Data>
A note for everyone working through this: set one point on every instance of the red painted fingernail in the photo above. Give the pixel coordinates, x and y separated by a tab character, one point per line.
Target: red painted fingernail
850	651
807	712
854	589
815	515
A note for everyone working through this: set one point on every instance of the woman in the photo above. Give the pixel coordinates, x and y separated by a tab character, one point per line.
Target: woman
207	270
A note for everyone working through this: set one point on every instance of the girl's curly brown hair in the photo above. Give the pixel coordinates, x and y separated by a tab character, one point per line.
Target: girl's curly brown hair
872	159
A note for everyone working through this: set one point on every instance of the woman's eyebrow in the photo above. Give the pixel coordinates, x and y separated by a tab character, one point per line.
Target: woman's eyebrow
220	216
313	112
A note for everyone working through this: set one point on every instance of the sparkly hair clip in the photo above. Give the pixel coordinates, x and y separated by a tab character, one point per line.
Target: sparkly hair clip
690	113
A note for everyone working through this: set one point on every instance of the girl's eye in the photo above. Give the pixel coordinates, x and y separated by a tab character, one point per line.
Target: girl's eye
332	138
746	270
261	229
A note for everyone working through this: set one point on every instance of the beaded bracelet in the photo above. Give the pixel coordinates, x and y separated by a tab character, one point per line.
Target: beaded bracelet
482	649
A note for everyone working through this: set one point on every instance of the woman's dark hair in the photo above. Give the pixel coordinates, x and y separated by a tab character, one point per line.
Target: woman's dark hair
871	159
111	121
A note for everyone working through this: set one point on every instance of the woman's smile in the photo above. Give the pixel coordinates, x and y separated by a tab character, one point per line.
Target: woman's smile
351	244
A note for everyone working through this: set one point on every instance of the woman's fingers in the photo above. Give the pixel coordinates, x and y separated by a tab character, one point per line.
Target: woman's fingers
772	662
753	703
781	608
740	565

About this task> Give every entry again, character for character.

Worked solution>
A note for everyone working through this: set one point on every instance of the red painted fingernail in the photo above. Give the pixel coordinates, x and y separated by a tab character, one point per line.
Target: red painted fingernail
850	651
807	712
854	589
815	515
A note for everyone working through this: set one point on every instance of the woman in the photo above. Give the pixel coordinates, x and y separated by a tab character, one point per line.
Target: woman
207	270
A note for everyone working through this: set one point on every instance of the girl's curly brown hair in the photo above. Give the pixel coordinates, x and y separated by a tab character, one point per line.
Target: girl's curly brown hair
872	159
A note for everyone working through this: set one point on every instance of the woman's eyebrow in the photo above. Give the pixel coordinates, x and y separated by a tab character, one point per line.
Target: woman's eyebrow
220	216
313	112
A note for everyone working through this: set one point on every instance of the sparkly hair clip in the photo above. Give the pixel coordinates, x and y separated by a tab character, one point per line.
Target: sparkly hair clip
690	113
A note for everyone working through this: set one point on every instance of the girl's eye in the photo above. Give the pixel coordinates, x and y separated by a tab character, one point per line.
Target: girl's eye
332	138
746	270
261	229
A note for everyone working through this: set one point on every instance of the beaded bracelet in the photo above. Give the pixel coordinates, x and y separated by a tab character, one point per line.
Target: beaded bracelet
482	649
A note for everyone working through this: set one point on every instance of the woman's dark hair in the photo above. Give the pixel coordinates, x and y separated by a tab character, one point per line.
Target: woman's dark hair
871	159
111	121
A note for everyone working through this: set one point on every instance of the woman's smile in the photo above. Give the pixel coordinates, x and y separated by a tab character, one point per line.
Target: woman's smile
351	244
A note for everyone working through this: set one point on every instance of the woman's fingers in the photo above. Give the pixel coordinates, x and y separated by a tab character, one point per line.
Target: woman's fingers
772	662
753	703
781	608
740	565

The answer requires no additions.